-- start of Record extracts --

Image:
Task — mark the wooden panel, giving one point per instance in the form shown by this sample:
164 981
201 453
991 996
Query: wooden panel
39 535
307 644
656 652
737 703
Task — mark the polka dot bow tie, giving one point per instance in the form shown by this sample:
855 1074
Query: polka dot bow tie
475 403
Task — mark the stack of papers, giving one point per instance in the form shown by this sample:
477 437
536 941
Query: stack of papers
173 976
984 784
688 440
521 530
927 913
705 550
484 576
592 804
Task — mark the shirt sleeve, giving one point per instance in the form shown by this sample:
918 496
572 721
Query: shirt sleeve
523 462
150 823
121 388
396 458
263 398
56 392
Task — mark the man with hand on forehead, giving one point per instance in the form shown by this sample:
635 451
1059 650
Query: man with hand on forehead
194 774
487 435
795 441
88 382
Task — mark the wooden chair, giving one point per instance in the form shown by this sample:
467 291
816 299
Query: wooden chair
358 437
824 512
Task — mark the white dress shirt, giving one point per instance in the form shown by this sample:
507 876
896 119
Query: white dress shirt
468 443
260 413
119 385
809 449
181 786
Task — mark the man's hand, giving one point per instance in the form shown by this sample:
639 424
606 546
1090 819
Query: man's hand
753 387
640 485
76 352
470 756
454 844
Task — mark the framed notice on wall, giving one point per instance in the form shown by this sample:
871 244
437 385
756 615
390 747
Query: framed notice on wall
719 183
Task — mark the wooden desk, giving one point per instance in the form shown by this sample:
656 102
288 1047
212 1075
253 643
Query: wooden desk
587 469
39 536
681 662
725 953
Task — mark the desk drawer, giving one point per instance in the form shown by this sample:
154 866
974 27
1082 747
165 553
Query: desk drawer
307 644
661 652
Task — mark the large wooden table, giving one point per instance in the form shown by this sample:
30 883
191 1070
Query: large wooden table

-- end of Record extracts --

**Given problem**
Rewrite the data above with each "Query" changed to "Target", leaving everything else as it is.

**Task response**
Image:
Task — mark the wooden panel, giving one point per instance in the form shown by this sample:
164 981
201 453
991 996
Target: wooden panel
39 535
307 644
656 652
737 703
Task — mark the polka dot bow tie, giving one point per instance in the form shown by this sample:
855 1074
Target: polka dot bow tie
475 403
Task — mark the stack of papers, giving one point per instance in the form shown by this sample:
477 437
536 941
Target: stack of papers
173 976
984 784
688 440
521 530
927 913
705 550
484 576
592 804
Task — mark the shirt sleeve, giving one point per instance in the form shown by this sample:
918 496
572 721
Target: shirt sleeve
523 462
150 823
121 388
396 458
263 398
56 392
Task — mark the man with hand on forehead, giving one point per instance in the form shown by this sample:
635 451
1059 650
Target: man with hand on forehead
194 774
487 435
795 441
88 382
Task — mark the wooden chair, giving one point per instance in the form shown by this sample:
467 291
816 299
Target: wooden chair
358 437
824 512
Task — mark the white dress shirt, giving one point per instance in the form shown by this sample:
507 876
896 119
Target: white dress shirt
468 443
260 413
119 385
809 449
181 786
Task — mark the man's hand, giving one point per instance in the form shown by this sample:
639 424
606 546
1090 819
Target: man's hand
753 387
640 485
76 352
470 756
454 844
Task — mark the framed notice on wall, giving one point per instance in the form shown by this sample:
871 244
437 385
756 615
390 747
Target: framed notice on wall
719 183
Task — mark the wooden desk, giving one point per instance in the form shown by this sample:
656 102
288 1047
212 1075
253 643
Target: wooden desk
587 469
39 536
681 662
725 953
Task — mark the desk drawer, giving one point per instance in the form shown by this sample:
154 866
974 27
1082 747
165 553
Target: desk drawer
307 644
661 652
Task — mark the large wooden table, giving one point per instance in the form shown by this sample:
30 883
191 1070
Target: large wooden table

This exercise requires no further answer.